INFORMATION: Begin

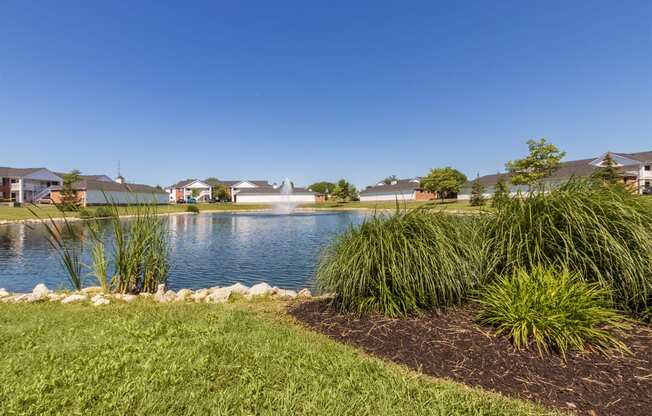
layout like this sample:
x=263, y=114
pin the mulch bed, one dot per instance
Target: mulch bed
x=450, y=345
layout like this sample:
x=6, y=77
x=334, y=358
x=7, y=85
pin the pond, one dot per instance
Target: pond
x=209, y=249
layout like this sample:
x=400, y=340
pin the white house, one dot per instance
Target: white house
x=102, y=192
x=635, y=170
x=184, y=190
x=273, y=195
x=400, y=189
x=27, y=185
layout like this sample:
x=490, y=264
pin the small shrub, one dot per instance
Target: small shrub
x=553, y=310
x=401, y=264
x=102, y=212
x=85, y=214
x=602, y=233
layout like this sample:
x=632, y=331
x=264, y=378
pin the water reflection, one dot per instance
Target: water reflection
x=206, y=250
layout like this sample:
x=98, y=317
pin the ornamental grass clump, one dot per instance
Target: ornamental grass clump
x=139, y=254
x=401, y=264
x=554, y=310
x=602, y=233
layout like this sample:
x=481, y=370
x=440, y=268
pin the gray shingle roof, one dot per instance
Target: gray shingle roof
x=93, y=185
x=19, y=172
x=273, y=191
x=401, y=186
x=569, y=169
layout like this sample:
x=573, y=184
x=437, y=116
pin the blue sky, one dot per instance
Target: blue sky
x=318, y=90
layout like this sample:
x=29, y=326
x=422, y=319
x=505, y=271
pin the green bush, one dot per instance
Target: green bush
x=102, y=212
x=602, y=233
x=85, y=214
x=553, y=310
x=401, y=264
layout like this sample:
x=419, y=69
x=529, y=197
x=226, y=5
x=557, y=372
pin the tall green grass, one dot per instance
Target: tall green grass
x=403, y=263
x=139, y=253
x=554, y=310
x=602, y=233
x=67, y=242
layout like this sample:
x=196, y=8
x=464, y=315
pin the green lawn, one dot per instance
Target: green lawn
x=452, y=205
x=22, y=213
x=177, y=359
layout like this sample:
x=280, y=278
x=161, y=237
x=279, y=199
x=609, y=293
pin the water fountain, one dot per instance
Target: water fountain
x=285, y=205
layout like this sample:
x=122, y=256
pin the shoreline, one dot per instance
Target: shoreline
x=225, y=211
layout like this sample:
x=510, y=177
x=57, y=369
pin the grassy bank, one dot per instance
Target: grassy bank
x=22, y=213
x=237, y=358
x=452, y=205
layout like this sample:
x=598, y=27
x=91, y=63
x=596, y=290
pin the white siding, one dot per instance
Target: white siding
x=272, y=199
x=406, y=196
x=100, y=198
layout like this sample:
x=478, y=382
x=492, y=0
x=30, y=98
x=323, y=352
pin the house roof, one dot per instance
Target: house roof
x=400, y=186
x=19, y=172
x=92, y=177
x=570, y=169
x=99, y=185
x=640, y=156
x=273, y=191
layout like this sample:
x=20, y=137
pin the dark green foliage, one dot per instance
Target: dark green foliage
x=323, y=187
x=443, y=181
x=344, y=191
x=140, y=255
x=501, y=193
x=68, y=242
x=602, y=233
x=102, y=212
x=85, y=214
x=477, y=191
x=69, y=200
x=608, y=173
x=542, y=161
x=403, y=263
x=391, y=178
x=554, y=310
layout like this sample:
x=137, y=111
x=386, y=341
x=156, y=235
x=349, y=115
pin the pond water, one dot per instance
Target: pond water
x=209, y=249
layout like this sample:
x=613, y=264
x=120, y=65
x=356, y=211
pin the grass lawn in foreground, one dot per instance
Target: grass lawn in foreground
x=22, y=213
x=236, y=358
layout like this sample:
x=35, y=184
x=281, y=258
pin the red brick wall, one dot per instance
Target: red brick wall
x=424, y=196
x=55, y=196
x=178, y=194
x=5, y=188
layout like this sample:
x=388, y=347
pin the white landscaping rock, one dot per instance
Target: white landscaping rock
x=218, y=296
x=77, y=297
x=183, y=294
x=40, y=291
x=286, y=293
x=261, y=289
x=99, y=300
x=54, y=297
x=129, y=298
x=238, y=288
x=200, y=295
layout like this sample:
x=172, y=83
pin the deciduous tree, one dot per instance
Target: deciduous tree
x=443, y=181
x=542, y=161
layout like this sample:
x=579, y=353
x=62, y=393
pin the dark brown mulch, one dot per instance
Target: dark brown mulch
x=451, y=345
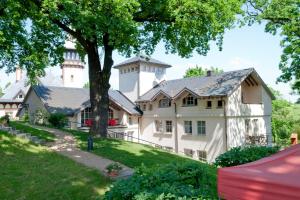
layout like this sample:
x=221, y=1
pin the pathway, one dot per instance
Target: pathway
x=65, y=144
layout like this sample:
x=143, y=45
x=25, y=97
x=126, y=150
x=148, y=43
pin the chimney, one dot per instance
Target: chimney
x=18, y=74
x=208, y=73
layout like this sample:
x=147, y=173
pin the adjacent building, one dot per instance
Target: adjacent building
x=200, y=117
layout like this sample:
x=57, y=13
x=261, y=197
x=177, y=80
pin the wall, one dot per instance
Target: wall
x=214, y=140
x=77, y=73
x=238, y=112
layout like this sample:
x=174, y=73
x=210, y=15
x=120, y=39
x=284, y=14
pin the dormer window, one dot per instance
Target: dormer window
x=164, y=103
x=189, y=101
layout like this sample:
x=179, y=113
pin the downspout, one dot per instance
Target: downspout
x=176, y=132
x=225, y=125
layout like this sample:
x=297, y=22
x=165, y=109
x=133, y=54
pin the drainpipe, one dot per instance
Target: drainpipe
x=225, y=125
x=176, y=132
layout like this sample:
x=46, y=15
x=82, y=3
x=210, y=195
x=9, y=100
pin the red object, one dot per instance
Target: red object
x=88, y=122
x=112, y=122
x=276, y=177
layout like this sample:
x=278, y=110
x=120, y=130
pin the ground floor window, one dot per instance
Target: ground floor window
x=201, y=127
x=169, y=126
x=189, y=152
x=158, y=126
x=202, y=155
x=188, y=128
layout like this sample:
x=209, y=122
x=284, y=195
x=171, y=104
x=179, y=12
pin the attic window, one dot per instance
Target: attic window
x=189, y=101
x=164, y=103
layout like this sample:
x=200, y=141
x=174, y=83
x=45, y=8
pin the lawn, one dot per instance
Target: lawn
x=32, y=172
x=128, y=153
x=49, y=137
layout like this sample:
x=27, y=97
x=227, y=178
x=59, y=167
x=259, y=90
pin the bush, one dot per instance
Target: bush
x=242, y=155
x=189, y=180
x=58, y=120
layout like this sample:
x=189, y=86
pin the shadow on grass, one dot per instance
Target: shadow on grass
x=32, y=172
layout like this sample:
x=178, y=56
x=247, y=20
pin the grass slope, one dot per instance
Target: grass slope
x=128, y=153
x=49, y=137
x=32, y=172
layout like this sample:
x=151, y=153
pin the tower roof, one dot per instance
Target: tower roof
x=142, y=59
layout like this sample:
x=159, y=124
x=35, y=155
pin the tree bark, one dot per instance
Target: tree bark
x=99, y=86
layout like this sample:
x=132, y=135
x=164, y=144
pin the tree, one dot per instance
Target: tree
x=199, y=71
x=86, y=85
x=282, y=16
x=33, y=33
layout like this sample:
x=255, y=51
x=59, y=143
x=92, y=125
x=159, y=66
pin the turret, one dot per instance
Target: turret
x=139, y=74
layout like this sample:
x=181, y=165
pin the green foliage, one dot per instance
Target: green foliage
x=33, y=172
x=242, y=155
x=114, y=167
x=199, y=71
x=188, y=180
x=58, y=120
x=282, y=16
x=48, y=137
x=86, y=85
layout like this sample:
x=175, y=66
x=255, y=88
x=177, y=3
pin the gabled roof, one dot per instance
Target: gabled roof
x=71, y=100
x=205, y=86
x=142, y=59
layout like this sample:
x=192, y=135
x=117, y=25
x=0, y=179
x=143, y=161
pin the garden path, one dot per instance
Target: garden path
x=65, y=144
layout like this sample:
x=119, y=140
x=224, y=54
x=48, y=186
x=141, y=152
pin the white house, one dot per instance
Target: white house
x=200, y=117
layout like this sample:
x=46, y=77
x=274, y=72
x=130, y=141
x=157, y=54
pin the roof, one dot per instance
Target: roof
x=204, y=86
x=23, y=85
x=71, y=100
x=142, y=59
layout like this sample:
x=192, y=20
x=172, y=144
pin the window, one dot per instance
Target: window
x=110, y=114
x=220, y=104
x=189, y=101
x=201, y=127
x=144, y=107
x=247, y=126
x=188, y=152
x=202, y=155
x=169, y=126
x=158, y=126
x=130, y=121
x=208, y=104
x=188, y=127
x=164, y=103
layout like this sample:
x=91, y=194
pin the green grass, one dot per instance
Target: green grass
x=129, y=153
x=49, y=137
x=32, y=172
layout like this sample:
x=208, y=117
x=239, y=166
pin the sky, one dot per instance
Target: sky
x=245, y=47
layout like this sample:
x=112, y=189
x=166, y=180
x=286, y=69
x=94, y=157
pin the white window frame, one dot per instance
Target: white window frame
x=201, y=127
x=188, y=125
x=169, y=126
x=158, y=126
x=164, y=103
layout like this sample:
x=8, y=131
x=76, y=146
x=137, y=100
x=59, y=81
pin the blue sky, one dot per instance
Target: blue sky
x=242, y=48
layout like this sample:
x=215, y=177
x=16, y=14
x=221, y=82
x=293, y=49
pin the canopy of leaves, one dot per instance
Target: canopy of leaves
x=282, y=16
x=199, y=71
x=32, y=33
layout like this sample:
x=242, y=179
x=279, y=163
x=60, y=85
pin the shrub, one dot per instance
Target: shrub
x=242, y=155
x=58, y=120
x=189, y=180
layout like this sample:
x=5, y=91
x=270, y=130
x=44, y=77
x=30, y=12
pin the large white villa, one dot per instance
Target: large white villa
x=200, y=117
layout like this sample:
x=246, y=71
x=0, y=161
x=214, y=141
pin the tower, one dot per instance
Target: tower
x=139, y=74
x=72, y=69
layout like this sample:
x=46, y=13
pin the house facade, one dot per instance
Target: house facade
x=200, y=117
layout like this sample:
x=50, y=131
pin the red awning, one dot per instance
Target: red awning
x=276, y=177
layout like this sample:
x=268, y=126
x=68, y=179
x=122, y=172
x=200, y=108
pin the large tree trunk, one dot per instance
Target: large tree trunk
x=99, y=86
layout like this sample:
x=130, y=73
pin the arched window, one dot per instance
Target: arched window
x=189, y=101
x=110, y=114
x=164, y=103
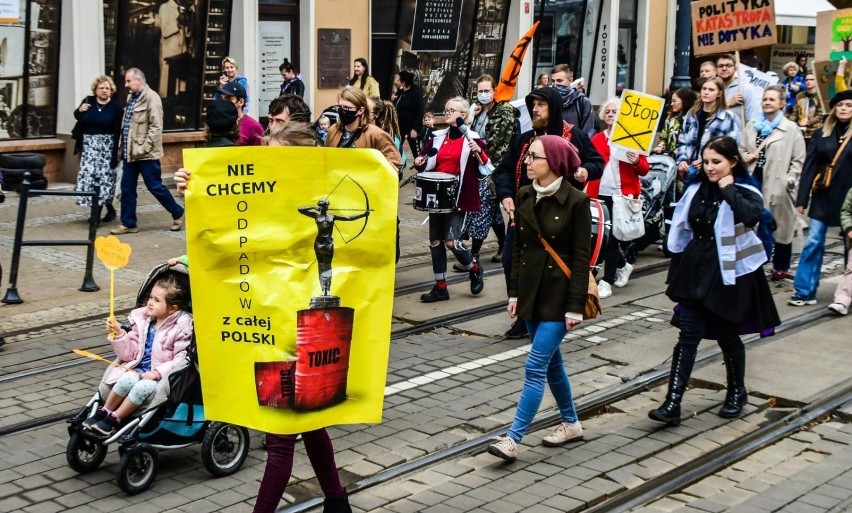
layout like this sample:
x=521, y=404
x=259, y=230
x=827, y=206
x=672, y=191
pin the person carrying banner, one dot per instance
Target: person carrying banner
x=545, y=107
x=280, y=449
x=738, y=94
x=459, y=155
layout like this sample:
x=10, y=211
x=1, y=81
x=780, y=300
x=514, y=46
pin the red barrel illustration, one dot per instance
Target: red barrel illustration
x=275, y=383
x=323, y=340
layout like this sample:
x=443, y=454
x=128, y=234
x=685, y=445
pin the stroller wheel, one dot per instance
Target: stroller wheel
x=137, y=469
x=84, y=455
x=224, y=448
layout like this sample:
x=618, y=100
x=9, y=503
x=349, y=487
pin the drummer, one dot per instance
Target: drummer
x=456, y=156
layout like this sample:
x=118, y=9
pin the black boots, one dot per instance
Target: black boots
x=110, y=215
x=337, y=504
x=737, y=396
x=683, y=359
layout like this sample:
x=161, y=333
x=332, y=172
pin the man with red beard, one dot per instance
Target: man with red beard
x=545, y=108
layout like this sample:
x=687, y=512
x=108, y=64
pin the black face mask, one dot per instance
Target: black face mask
x=347, y=116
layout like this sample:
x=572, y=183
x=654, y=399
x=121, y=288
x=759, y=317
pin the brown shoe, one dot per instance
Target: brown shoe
x=121, y=230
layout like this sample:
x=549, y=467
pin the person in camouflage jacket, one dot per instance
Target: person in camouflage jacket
x=497, y=123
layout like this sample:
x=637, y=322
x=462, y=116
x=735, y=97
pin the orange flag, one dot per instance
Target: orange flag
x=509, y=78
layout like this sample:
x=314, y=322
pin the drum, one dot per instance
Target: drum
x=601, y=226
x=435, y=192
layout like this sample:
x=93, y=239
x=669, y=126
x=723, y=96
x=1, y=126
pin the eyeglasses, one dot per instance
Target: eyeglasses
x=533, y=156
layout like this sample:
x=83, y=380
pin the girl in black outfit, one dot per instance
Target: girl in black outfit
x=96, y=134
x=716, y=274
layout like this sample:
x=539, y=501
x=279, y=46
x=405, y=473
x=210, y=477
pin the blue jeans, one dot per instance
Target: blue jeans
x=543, y=363
x=151, y=175
x=810, y=263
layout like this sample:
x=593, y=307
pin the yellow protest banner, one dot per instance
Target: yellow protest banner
x=292, y=269
x=720, y=26
x=637, y=120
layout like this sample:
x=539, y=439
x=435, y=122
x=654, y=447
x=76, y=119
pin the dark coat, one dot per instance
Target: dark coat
x=825, y=204
x=505, y=176
x=544, y=292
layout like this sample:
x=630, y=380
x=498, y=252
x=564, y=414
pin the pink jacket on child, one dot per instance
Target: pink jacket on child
x=169, y=348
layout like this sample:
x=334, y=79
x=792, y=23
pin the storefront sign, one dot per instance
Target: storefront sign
x=334, y=57
x=273, y=47
x=436, y=25
x=10, y=11
x=637, y=120
x=727, y=25
x=834, y=35
x=292, y=283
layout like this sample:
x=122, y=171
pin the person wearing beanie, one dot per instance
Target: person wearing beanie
x=221, y=121
x=250, y=129
x=545, y=108
x=550, y=210
x=828, y=144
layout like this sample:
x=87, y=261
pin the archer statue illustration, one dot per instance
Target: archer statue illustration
x=324, y=243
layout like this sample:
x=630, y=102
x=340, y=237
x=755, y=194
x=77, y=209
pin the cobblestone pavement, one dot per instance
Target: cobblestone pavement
x=446, y=386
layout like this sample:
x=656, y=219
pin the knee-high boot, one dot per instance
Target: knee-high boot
x=683, y=358
x=737, y=397
x=337, y=504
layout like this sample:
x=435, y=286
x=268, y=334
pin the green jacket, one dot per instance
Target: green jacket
x=564, y=220
x=846, y=214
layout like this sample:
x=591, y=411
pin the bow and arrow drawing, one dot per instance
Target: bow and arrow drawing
x=325, y=219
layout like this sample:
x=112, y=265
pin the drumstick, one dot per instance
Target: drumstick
x=94, y=356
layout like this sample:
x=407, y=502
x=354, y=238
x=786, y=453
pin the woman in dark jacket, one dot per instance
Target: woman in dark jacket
x=825, y=203
x=96, y=134
x=716, y=273
x=455, y=155
x=549, y=210
x=410, y=106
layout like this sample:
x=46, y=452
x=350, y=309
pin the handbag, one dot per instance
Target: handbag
x=628, y=223
x=824, y=176
x=593, y=301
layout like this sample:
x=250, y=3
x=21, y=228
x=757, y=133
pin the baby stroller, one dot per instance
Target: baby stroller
x=172, y=418
x=658, y=194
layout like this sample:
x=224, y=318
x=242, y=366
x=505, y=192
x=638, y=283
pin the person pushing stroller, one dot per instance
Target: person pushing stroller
x=159, y=335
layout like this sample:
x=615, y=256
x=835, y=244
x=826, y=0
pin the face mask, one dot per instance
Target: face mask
x=347, y=116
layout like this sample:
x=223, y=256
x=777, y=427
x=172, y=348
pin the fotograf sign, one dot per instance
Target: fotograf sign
x=727, y=25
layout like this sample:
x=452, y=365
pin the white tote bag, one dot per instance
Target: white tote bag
x=628, y=223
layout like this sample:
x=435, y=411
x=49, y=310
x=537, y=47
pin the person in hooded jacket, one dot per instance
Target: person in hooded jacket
x=545, y=108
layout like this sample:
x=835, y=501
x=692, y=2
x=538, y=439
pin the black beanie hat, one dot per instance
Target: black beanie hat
x=221, y=116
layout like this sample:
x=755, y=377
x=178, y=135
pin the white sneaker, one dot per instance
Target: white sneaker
x=604, y=289
x=563, y=434
x=623, y=275
x=504, y=448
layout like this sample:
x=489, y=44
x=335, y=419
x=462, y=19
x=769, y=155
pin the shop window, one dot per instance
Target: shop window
x=179, y=46
x=29, y=51
x=559, y=39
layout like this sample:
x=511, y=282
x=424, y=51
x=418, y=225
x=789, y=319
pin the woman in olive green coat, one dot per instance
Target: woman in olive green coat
x=540, y=292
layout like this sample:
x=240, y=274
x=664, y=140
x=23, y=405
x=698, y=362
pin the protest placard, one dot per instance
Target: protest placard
x=726, y=25
x=292, y=282
x=833, y=35
x=636, y=122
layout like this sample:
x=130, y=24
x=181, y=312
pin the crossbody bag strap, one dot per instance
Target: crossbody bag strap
x=839, y=151
x=555, y=256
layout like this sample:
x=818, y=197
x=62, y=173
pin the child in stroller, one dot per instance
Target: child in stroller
x=159, y=334
x=172, y=416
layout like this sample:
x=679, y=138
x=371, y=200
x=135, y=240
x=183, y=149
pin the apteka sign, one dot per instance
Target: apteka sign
x=727, y=25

INFORMATION: End

• _DIRECTIONS FOR THIS TASK_:
Go through the data above and print exactly the lines from its first line through the line holding "x=609, y=293", both included, leaving pictures aside.

• _OUTPUT OF THE EXERCISE_:
layout like this sample:
x=263, y=114
pin the mulch bed, one dot per instance
Target: mulch bed
x=450, y=345
layout like this sample:
x=6, y=77
x=334, y=358
x=7, y=85
pin the pond, one dot per instance
Target: pond
x=209, y=249
layout like this sample:
x=400, y=340
pin the white house, one dot per instance
Target: white house
x=102, y=192
x=635, y=170
x=184, y=190
x=273, y=195
x=400, y=189
x=27, y=185
layout like this sample:
x=490, y=264
pin the small shrub, one dot per instance
Target: small shrub
x=553, y=310
x=401, y=264
x=102, y=212
x=85, y=214
x=602, y=233
layout like this sample:
x=632, y=331
x=264, y=378
pin the water reflection, one dot per instance
Target: water reflection
x=206, y=250
layout like this sample:
x=98, y=317
pin the ornamental grass clump, one dot per instance
Target: ornamental grass clump
x=139, y=254
x=401, y=264
x=554, y=310
x=602, y=233
layout like this sample:
x=481, y=370
x=440, y=268
pin the gray shingle roof, one dot per instance
Target: gray shingle roof
x=93, y=185
x=19, y=172
x=273, y=191
x=401, y=186
x=569, y=169
layout like this sample:
x=573, y=184
x=437, y=116
pin the blue sky, one dot per instance
Target: blue sky
x=318, y=90
layout like this sample:
x=29, y=326
x=422, y=319
x=505, y=271
pin the green bush, one dot per instance
Target: green bush
x=102, y=212
x=602, y=233
x=85, y=214
x=553, y=310
x=401, y=264
layout like this sample:
x=419, y=69
x=529, y=197
x=226, y=5
x=557, y=372
pin the tall green grass, one dot per instance
Target: tall green grass
x=403, y=263
x=139, y=253
x=554, y=310
x=602, y=233
x=67, y=242
layout like this sample:
x=196, y=8
x=464, y=315
pin the green lawn, one dot per instance
Target: green lawn
x=452, y=205
x=22, y=213
x=177, y=359
layout like this sample:
x=280, y=278
x=161, y=237
x=279, y=199
x=609, y=293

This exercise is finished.